Ao deixamos escapar o diagnóstico de sarampo, não promovendo as medidas para evitar que haja contágio dentro da comunidade, há um maior risco de transmissão do vírus entre as pessoas que não estão imunizadas.

Como se dá o contágio?

O sarampo é muito contagioso por via aérea através das gotículas que as pessoas infetadas libertam, havendo maior facilidade de transmissão em ambientes fechados e com muitas pessoas, como as escolas, fazendo das crianças não vacinadas um grupo especialmente suscetível ao sarampo. A doença é particularmente contagiosa imediatamente antes do período febril e até este terminar.

Como nos podemos proteger da doença?

Não há nenhuma forma de proteção que seja comparável à eficácia da vacina. Todas as pessoas não vacinadas são consideradas um grupo de risco, a menos que já tenham tido sarampo. Só se pode ter uma vez na vida.

É aconselhável a vacinação suplementar em viagem?

Quando não sabemos se o viajante fez a vacinação de forma correta e, consequentemente, qual o seu nível de proteção é aconselhável que se faça a vacinação. O problema é que, em Portugal, não existe uma vacina única contra o sarampo, mas sim contra o sarampo, a papeira e a rubéola (VASPR), o que nos pode levar a vacinar desnecessariamente a pessoa contra todas estas doenças.  No entanto, é possível fazer um teste serológico de modo a verificar se a pessoa já tem anticorpos contra o sarampo, comprovando ou não a necessidade de fazer a vacina.

A vacinação é particularmente recomendável para algum destino em específico?

Apenas faz sentido fazer a vacina para os destinos onde estejam a ocorrer surtos epidémicos e não por rotina. Além disso, é importante ter em conta se o viajante irá ter muitos contactos interpessoais. Por exemplo, se vai trabalhar com crianças ou em hospitais, fator que poderá aumentar a recomendação para que se faça a vacina. A avaliação deve ser feita em função de cada viajante e destino e, como tal, as indicações não devem ser feitas por norma, sendo necessária avaliação e aconselhamento médico.

Qual é o tratamento previsto para este vírus?

> Secção de dados
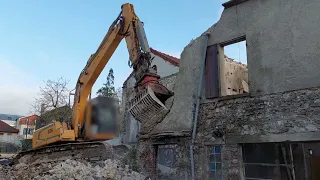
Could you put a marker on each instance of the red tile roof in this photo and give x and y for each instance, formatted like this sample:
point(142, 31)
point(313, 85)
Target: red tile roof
point(6, 128)
point(173, 60)
point(31, 118)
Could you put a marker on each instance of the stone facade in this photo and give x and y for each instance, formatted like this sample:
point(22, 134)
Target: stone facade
point(268, 118)
point(282, 106)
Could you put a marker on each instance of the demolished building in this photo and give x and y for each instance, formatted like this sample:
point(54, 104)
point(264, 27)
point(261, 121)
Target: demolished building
point(268, 129)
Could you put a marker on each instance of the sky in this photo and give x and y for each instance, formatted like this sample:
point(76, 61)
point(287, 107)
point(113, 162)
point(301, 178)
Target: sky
point(42, 40)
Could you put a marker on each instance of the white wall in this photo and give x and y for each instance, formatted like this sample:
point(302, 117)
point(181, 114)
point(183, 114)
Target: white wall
point(165, 68)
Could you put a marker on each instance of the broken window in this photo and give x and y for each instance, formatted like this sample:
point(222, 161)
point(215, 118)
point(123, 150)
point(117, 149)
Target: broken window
point(226, 71)
point(268, 161)
point(235, 79)
point(215, 164)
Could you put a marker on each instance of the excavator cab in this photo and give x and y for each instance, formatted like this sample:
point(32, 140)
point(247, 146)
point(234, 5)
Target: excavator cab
point(100, 119)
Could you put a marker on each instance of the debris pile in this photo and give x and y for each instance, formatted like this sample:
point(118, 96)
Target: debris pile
point(71, 170)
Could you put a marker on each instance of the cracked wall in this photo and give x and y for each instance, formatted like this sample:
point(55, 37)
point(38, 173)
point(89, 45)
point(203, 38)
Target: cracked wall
point(282, 42)
point(292, 115)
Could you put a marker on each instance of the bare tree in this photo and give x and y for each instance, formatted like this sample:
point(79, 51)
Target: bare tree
point(52, 95)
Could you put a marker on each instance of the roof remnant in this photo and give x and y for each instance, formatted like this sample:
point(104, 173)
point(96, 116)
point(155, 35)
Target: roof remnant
point(232, 3)
point(6, 128)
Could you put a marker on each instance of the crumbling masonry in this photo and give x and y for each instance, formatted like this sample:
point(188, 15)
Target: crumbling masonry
point(270, 130)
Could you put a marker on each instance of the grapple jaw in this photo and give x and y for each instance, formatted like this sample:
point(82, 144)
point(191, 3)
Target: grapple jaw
point(148, 105)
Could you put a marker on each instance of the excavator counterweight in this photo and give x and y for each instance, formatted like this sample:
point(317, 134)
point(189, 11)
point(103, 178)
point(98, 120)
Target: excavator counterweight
point(94, 120)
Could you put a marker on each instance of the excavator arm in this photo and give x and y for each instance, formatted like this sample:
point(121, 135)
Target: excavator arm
point(127, 25)
point(94, 119)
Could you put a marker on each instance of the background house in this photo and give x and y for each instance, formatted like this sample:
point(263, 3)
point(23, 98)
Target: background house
point(10, 119)
point(27, 126)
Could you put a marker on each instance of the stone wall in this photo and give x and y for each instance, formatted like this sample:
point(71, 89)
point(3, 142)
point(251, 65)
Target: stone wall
point(282, 42)
point(292, 115)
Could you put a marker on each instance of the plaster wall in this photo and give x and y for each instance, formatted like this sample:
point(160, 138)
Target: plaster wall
point(283, 42)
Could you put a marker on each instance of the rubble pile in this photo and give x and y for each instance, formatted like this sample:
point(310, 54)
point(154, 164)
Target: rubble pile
point(72, 170)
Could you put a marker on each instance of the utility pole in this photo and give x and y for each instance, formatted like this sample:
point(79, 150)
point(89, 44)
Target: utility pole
point(27, 128)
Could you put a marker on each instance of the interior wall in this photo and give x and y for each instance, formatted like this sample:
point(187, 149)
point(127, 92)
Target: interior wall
point(282, 42)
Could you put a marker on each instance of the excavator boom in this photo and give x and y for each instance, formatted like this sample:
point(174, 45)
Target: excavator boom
point(95, 119)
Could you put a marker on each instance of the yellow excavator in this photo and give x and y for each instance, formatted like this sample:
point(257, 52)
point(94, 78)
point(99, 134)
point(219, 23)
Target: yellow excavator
point(94, 120)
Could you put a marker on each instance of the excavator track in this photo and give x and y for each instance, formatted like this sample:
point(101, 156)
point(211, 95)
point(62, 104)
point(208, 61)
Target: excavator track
point(88, 151)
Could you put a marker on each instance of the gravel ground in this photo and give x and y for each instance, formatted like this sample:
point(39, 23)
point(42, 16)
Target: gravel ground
point(70, 170)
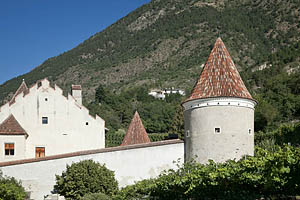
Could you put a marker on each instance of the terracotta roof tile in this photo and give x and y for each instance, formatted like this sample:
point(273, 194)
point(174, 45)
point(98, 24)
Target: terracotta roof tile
point(219, 77)
point(23, 88)
point(11, 126)
point(136, 133)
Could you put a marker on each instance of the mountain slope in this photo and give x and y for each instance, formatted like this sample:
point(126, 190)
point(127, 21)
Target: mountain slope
point(166, 42)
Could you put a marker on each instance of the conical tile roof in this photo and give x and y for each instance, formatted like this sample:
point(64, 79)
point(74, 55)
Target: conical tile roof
point(136, 133)
point(11, 126)
point(23, 88)
point(219, 77)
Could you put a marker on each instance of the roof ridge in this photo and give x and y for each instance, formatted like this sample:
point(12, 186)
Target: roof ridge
point(219, 77)
point(136, 133)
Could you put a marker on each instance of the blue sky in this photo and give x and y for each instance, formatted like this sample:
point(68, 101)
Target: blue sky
point(33, 30)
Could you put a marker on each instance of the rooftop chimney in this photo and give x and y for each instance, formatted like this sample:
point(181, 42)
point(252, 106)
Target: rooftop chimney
point(76, 93)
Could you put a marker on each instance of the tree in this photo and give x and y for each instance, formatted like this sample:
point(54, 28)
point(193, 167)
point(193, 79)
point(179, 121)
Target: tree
point(85, 177)
point(11, 189)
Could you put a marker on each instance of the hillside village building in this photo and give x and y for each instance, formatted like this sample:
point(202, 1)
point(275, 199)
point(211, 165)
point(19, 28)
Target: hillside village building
point(40, 121)
point(219, 125)
point(219, 114)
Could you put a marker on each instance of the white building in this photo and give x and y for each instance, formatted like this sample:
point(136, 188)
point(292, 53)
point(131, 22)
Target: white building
point(40, 121)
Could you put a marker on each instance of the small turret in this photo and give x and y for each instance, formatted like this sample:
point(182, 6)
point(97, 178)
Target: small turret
point(136, 133)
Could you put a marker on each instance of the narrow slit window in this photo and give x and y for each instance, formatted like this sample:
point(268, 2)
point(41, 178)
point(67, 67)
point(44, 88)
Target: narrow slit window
point(39, 152)
point(44, 120)
point(187, 133)
point(9, 149)
point(217, 130)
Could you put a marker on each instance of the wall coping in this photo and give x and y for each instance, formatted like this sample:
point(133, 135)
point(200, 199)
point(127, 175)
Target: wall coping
point(88, 152)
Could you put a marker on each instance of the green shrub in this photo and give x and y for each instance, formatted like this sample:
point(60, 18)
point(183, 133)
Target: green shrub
point(85, 177)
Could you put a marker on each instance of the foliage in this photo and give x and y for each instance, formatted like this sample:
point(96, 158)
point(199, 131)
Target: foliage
point(267, 174)
point(85, 177)
point(95, 196)
point(11, 189)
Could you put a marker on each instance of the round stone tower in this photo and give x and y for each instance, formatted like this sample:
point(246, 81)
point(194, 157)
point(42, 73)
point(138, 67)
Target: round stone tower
point(219, 114)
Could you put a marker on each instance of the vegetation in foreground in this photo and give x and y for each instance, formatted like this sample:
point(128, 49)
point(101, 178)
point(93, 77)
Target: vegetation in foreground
point(11, 189)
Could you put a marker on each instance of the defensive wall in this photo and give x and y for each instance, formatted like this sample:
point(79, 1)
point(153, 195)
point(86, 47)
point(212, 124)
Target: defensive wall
point(130, 163)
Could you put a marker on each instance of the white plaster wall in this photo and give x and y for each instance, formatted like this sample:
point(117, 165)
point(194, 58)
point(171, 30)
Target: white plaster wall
point(129, 165)
point(19, 143)
point(233, 142)
point(67, 129)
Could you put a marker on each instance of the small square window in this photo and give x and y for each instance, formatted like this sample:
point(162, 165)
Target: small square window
point(217, 130)
point(9, 149)
point(44, 120)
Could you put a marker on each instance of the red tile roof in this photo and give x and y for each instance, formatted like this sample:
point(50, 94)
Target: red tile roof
point(219, 77)
point(136, 133)
point(11, 126)
point(23, 88)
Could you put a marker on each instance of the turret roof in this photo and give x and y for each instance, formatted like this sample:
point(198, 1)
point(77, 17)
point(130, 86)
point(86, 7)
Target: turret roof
point(11, 126)
point(136, 133)
point(219, 77)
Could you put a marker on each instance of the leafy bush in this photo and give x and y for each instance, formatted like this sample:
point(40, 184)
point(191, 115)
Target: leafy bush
point(85, 177)
point(11, 189)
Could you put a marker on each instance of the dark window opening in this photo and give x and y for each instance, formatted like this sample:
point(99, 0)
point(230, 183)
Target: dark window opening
point(217, 130)
point(9, 149)
point(44, 120)
point(39, 152)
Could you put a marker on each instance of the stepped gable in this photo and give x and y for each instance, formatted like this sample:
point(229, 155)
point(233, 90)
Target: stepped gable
point(136, 133)
point(11, 126)
point(219, 77)
point(23, 88)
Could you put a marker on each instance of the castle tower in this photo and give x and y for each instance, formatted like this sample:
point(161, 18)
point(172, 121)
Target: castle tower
point(219, 114)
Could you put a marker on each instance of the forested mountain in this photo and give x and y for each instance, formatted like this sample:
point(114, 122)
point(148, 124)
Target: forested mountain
point(166, 42)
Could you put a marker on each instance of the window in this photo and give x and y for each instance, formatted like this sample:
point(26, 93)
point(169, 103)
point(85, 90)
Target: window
point(217, 130)
point(39, 152)
point(249, 131)
point(9, 149)
point(44, 120)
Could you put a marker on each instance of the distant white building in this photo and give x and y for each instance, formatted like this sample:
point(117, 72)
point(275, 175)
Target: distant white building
point(161, 94)
point(40, 121)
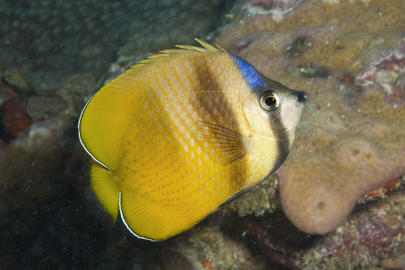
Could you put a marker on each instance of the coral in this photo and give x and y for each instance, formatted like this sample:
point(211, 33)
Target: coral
point(368, 238)
point(351, 138)
point(208, 248)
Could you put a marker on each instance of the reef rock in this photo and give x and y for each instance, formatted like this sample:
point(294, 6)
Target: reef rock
point(352, 136)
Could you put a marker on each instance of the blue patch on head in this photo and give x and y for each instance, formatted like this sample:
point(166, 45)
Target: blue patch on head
point(251, 75)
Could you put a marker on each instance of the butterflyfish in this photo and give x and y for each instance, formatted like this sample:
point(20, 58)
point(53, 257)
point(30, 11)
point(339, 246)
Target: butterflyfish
point(181, 133)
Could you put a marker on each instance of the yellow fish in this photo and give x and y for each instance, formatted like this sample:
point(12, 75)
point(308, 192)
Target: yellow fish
point(182, 132)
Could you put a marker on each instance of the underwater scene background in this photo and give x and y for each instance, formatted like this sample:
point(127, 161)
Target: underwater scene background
point(336, 203)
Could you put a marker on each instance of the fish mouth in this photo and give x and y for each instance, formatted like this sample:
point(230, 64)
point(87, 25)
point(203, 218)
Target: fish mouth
point(301, 96)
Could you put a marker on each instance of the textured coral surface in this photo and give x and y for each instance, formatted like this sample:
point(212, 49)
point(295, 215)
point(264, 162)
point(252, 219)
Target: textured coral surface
point(348, 56)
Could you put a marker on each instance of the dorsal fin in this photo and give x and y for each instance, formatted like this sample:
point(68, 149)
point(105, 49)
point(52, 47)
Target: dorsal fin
point(105, 117)
point(206, 47)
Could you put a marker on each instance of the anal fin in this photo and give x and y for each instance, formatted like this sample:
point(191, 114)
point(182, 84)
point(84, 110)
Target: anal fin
point(106, 189)
point(150, 220)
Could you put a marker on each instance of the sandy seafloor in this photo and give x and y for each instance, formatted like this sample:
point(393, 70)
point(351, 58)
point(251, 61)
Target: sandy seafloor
point(55, 54)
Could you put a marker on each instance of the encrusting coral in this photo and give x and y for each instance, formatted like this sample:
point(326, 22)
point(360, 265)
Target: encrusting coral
point(352, 135)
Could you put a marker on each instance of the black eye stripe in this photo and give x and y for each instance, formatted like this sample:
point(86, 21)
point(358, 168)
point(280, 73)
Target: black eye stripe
point(269, 101)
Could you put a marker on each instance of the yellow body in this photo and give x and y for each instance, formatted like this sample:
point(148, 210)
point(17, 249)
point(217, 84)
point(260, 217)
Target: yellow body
point(173, 141)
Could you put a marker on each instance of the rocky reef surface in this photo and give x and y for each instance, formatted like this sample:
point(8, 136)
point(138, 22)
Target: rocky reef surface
point(337, 202)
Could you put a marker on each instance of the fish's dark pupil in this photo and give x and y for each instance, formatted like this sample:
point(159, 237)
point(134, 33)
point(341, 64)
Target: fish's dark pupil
point(270, 101)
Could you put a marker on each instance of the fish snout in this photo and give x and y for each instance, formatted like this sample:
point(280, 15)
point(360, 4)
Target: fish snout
point(301, 96)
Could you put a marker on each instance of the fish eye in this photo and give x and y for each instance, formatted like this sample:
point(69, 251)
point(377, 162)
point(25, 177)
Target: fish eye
point(269, 101)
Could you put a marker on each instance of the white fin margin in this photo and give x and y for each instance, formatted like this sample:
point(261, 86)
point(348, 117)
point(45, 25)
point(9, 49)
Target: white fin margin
point(126, 224)
point(81, 141)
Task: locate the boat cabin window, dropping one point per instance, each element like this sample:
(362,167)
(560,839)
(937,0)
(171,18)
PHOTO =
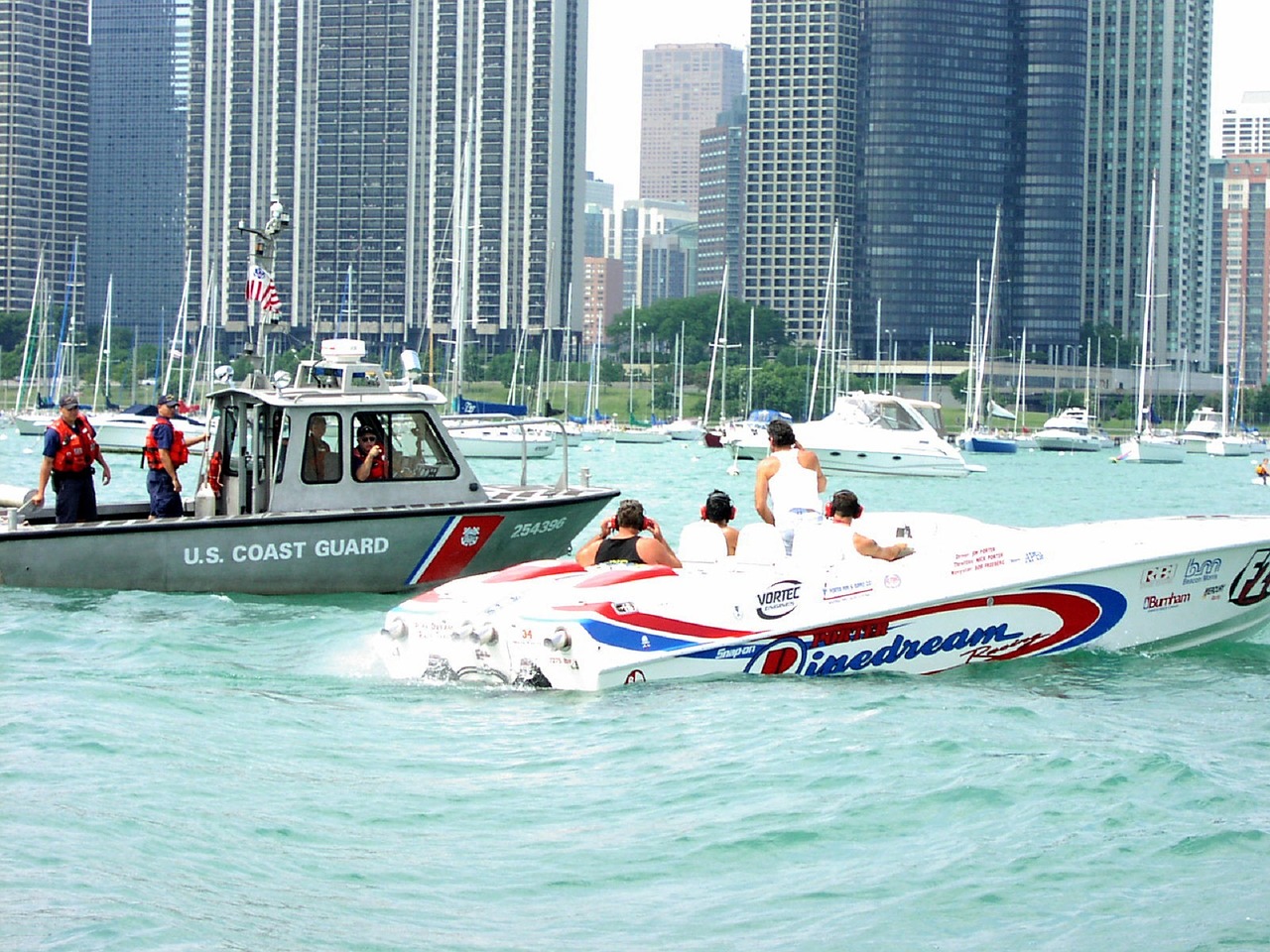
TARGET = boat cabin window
(411,448)
(229,425)
(322,442)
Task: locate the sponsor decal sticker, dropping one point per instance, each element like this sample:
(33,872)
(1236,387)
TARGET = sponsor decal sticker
(1250,584)
(1156,603)
(780,598)
(976,560)
(842,589)
(1202,570)
(1033,622)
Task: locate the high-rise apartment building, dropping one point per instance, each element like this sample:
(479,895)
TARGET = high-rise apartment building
(721,202)
(1242,267)
(136,208)
(1148,113)
(640,220)
(1246,127)
(44,150)
(801,155)
(685,87)
(601,220)
(430,155)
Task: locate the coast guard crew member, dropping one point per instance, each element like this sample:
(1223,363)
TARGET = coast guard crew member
(166,451)
(70,451)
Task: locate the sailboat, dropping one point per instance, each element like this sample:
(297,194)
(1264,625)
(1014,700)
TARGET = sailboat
(1150,445)
(1227,442)
(1024,440)
(63,373)
(976,438)
(684,428)
(633,431)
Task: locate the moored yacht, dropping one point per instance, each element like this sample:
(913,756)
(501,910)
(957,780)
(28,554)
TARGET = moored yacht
(879,433)
(1074,430)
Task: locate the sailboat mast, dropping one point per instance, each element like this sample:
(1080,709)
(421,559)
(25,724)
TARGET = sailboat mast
(31,321)
(1143,408)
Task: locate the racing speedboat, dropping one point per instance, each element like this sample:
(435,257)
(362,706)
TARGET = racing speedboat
(970,593)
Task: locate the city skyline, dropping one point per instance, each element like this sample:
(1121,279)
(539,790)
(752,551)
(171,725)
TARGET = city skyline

> Instruções da tarefa
Transcreva, do texto sobre o sarampo, o trecho que abre com as palavras "A vacinação é" e fecha com "e aconselhamento médico.". As entradas não servem para nada nesta tarefa.

> Espaço de resposta
A vacinação é particularmente recomendável para algum destino em específico?

Apenas faz sentido fazer a vacina para os destinos onde estejam a ocorrer surtos epidémicos e não por rotina. Além disso, é importante ter em conta se o viajante irá ter muitos contactos interpessoais. Por exemplo, se vai trabalhar com crianças ou em hospitais, fator que poderá aumentar a recomendação para que se faça a vacina. A avaliação deve ser feita em função de cada viajante e destino e, como tal, as indicações não devem ser feitas por norma, sendo necessária avaliação e aconselhamento médico.